DESCRIPTION OF THE TASK
Restate the complete material exactly.
═════ SUPPLIED DATA
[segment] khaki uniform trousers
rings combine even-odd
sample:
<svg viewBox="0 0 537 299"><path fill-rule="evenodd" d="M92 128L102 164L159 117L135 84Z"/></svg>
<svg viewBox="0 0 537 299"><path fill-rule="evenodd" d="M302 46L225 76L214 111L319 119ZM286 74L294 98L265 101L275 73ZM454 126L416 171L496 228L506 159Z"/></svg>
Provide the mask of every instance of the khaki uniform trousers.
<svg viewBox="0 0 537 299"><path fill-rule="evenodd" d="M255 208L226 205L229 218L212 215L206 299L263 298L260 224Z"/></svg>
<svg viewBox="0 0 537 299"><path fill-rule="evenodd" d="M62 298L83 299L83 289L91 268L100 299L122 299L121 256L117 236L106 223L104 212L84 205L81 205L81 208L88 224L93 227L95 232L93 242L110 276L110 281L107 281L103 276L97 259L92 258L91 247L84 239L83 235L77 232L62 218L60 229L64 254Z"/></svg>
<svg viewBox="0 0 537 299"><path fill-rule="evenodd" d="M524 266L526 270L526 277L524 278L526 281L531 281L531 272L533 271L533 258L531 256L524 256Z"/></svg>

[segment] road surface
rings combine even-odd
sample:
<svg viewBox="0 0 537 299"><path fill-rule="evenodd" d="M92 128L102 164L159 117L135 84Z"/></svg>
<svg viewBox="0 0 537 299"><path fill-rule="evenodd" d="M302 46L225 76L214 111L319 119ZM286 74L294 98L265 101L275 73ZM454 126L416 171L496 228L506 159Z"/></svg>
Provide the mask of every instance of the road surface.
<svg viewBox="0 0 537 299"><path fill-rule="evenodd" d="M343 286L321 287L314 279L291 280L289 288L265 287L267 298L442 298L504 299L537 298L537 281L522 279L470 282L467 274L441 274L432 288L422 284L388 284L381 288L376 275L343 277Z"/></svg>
══════════
SOLVED EXERCISE
[segment] khaki uniform trousers
rings combine even-odd
sample:
<svg viewBox="0 0 537 299"><path fill-rule="evenodd" d="M92 128L102 164L159 117L135 84Z"/></svg>
<svg viewBox="0 0 537 299"><path fill-rule="evenodd" d="M302 46L225 76L214 111L319 119ZM286 74L294 98L265 101L275 73ZM454 126L416 171L496 228L506 159Z"/></svg>
Provide the mask of every instance of the khaki uniform trousers.
<svg viewBox="0 0 537 299"><path fill-rule="evenodd" d="M255 208L226 205L229 218L212 215L206 299L263 298L260 224Z"/></svg>
<svg viewBox="0 0 537 299"><path fill-rule="evenodd" d="M62 298L83 299L83 289L91 268L100 299L122 299L121 256L117 236L106 223L104 212L84 205L81 205L81 208L88 224L93 227L95 232L93 242L110 276L110 281L107 281L103 276L97 259L92 258L91 247L84 239L83 235L77 232L62 218L60 229L64 254Z"/></svg>
<svg viewBox="0 0 537 299"><path fill-rule="evenodd" d="M524 266L526 270L526 277L524 278L526 281L531 281L531 272L533 271L533 258L531 256L524 256Z"/></svg>

[segment] road surface
rings combine even-odd
sample:
<svg viewBox="0 0 537 299"><path fill-rule="evenodd" d="M92 128L102 164L159 117L135 84Z"/></svg>
<svg viewBox="0 0 537 299"><path fill-rule="evenodd" d="M302 46L225 76L214 111L319 119ZM286 74L294 98L265 101L275 73ZM454 126L416 171L496 228L506 159Z"/></svg>
Provide the mask of every instance of the road surface.
<svg viewBox="0 0 537 299"><path fill-rule="evenodd" d="M343 286L321 287L314 279L291 280L289 288L265 287L267 298L442 298L504 299L537 298L537 281L522 279L470 282L467 274L441 274L432 288L422 284L388 284L381 288L376 275L343 277Z"/></svg>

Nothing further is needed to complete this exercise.